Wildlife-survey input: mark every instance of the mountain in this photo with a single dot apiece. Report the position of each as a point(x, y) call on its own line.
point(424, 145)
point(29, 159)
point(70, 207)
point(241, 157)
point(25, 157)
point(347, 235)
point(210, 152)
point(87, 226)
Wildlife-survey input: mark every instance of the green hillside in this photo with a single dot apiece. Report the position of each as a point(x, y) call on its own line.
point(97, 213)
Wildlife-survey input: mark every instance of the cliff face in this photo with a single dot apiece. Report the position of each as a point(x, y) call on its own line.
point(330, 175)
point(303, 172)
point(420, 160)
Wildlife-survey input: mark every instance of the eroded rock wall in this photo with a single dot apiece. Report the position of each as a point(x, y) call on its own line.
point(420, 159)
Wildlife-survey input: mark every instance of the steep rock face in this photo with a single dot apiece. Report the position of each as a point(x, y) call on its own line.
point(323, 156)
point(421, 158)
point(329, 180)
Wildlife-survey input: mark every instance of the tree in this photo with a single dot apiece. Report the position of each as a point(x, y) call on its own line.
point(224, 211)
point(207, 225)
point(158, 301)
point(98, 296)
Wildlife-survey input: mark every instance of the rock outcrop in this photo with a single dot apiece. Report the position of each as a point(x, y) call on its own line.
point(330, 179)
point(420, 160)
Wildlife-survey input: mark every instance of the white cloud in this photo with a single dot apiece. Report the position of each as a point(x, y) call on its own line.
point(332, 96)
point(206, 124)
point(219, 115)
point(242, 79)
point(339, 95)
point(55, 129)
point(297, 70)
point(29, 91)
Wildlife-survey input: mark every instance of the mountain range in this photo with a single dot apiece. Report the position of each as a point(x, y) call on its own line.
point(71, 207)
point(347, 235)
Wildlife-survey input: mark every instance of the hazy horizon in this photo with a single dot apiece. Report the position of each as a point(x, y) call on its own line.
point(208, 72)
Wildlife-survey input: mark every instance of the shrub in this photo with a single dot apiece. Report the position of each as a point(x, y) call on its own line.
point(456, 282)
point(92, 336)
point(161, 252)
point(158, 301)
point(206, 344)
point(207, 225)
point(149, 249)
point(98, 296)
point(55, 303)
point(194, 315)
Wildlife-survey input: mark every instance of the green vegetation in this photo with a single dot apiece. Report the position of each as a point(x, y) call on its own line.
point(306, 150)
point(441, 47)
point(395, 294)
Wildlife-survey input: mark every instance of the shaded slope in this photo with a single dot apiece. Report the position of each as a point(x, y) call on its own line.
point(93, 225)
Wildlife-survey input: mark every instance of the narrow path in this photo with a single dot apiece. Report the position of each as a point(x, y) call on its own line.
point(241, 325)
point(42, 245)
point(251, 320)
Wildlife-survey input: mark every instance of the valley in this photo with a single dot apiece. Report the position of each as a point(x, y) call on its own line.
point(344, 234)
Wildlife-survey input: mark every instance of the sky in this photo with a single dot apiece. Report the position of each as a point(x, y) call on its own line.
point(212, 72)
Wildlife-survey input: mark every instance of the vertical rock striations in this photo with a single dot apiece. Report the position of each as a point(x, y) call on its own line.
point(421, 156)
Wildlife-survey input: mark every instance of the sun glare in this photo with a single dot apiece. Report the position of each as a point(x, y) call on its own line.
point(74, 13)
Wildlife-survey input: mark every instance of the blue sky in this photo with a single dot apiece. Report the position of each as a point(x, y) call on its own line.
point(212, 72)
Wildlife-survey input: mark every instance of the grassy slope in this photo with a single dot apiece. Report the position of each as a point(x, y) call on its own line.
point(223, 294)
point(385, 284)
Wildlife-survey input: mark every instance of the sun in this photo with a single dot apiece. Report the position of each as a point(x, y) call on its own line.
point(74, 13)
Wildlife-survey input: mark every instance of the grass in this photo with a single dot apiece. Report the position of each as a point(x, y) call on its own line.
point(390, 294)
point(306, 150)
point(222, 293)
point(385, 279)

- THE TASK -
Produce the material again exactly as it is shown above.

- SOLUTION TO THIS TASK -
Wildlife-survey input: mark every instance of the mountain in this photo with a single dot apiece. Report the position of each as a point(x, y) call on its own line.
point(424, 145)
point(29, 159)
point(70, 207)
point(241, 157)
point(25, 157)
point(347, 235)
point(210, 152)
point(87, 226)
Wildlife-survey input: mark every instance of the green hillside in this photo with a single dot apiece. Report the position of each as a point(x, y) call on its own line.
point(97, 213)
Wildlife-survey input: mark every instance of the cliff face in this photo with a single dot apiece. Report the position of each as a point(x, y) call on its own line.
point(330, 175)
point(303, 172)
point(420, 160)
Wildlife-survey input: mark every instance of the eroded rock wall in this photo with a single dot apiece. Report the position of each as a point(x, y) call on its own line.
point(420, 159)
Wildlife-survey input: mark every instance of the steep rock face in this photo with a single dot apiece. Report the position of each as a point(x, y) call on its own line.
point(323, 156)
point(421, 158)
point(329, 180)
Wildlife-survey input: mark every instance of the tree in this photo with a single dot apiece. Report the position of each as a point(x, y) call on its own line.
point(224, 211)
point(207, 225)
point(158, 301)
point(98, 296)
Wildlife-survey input: mark every instance of the rock outcrop in this photo with a single dot apiece. Report the position of each as a point(x, y) call on its own line.
point(330, 179)
point(420, 160)
Wildlife-survey input: mark every instance of the white cloud in this photo with a single dot apiece. Report the position of each as a point(x, y) call on its own line.
point(332, 96)
point(206, 124)
point(219, 115)
point(242, 79)
point(339, 95)
point(55, 129)
point(297, 70)
point(29, 91)
Wildlife-survey input: mark every instance of the mountain range in this photo with a single dot apiece. Report the position of each as a point(x, y) call on its own line.
point(71, 207)
point(347, 235)
Wildlife-survey input: mark every instance of the hazy horizon in this photo with a single dot apiece. Report the position of each as a point(x, y) call on its own line.
point(208, 72)
Wildlife-survey input: mark every instance of the shrub in this photo with a single dot apiece. Report the position of each as a point(x, y) call on its own line.
point(456, 282)
point(92, 336)
point(161, 252)
point(158, 301)
point(206, 344)
point(207, 225)
point(149, 249)
point(98, 296)
point(55, 303)
point(194, 315)
Wildlife-survey input: mark every instance of the green vegetation in this photo with a single dot apiece. Report the position of each as a point(x, y) call on its own line.
point(306, 150)
point(441, 47)
point(395, 294)
Wildlife-survey input: mark every instance of the shaded slope in this photo with a single dot apiece. Report the position of each as a point(x, y) call on its own line.
point(93, 225)
Wildlife-survey input: mark every instance of the narrow path in this photo with a single dot apiece. Report the position of each as a point(x, y) call on its own line.
point(241, 325)
point(42, 245)
point(251, 320)
Wildlife-survey input: mark every instance of the valley in this photo with a single dot apiece. Report the position of each as a point(x, y) call on its own line.
point(344, 234)
Wildlife-survey input: mark every instance of the sky in this photo with a single dot apiece. Report the position of each as a point(x, y) call on its own line.
point(212, 72)
Wildlife-survey input: mark every instance of the vertical rock striations in this photo with a single dot apiece. Report the position of each as a point(x, y) call on its own line.
point(421, 156)
Wildlife-survey input: mark every instance of the sun glare in this photo with a single dot apiece. Report the position of each as a point(x, y) call on its own line.
point(74, 13)
Wildlife-survey input: mark every instance of the blue sky in this photo with a single dot apiece. Report the position of each as a point(x, y) call on its own line.
point(212, 72)
Wildlife-survey input: mark every instance of the grassy slope in this photo with a single dot apiece. Report the position of each as a point(x, y) call on its own line.
point(223, 294)
point(385, 284)
Wildlife-survey input: mark every instance of the sun in this photo with a single dot apiece. Report the position of each as a point(x, y) call on its own line.
point(74, 13)
Wildlife-survey input: mark every instance of the grass in this photo with a single dot apiece. Report the position of each as a point(x, y) call on its own line.
point(390, 294)
point(306, 150)
point(222, 293)
point(385, 279)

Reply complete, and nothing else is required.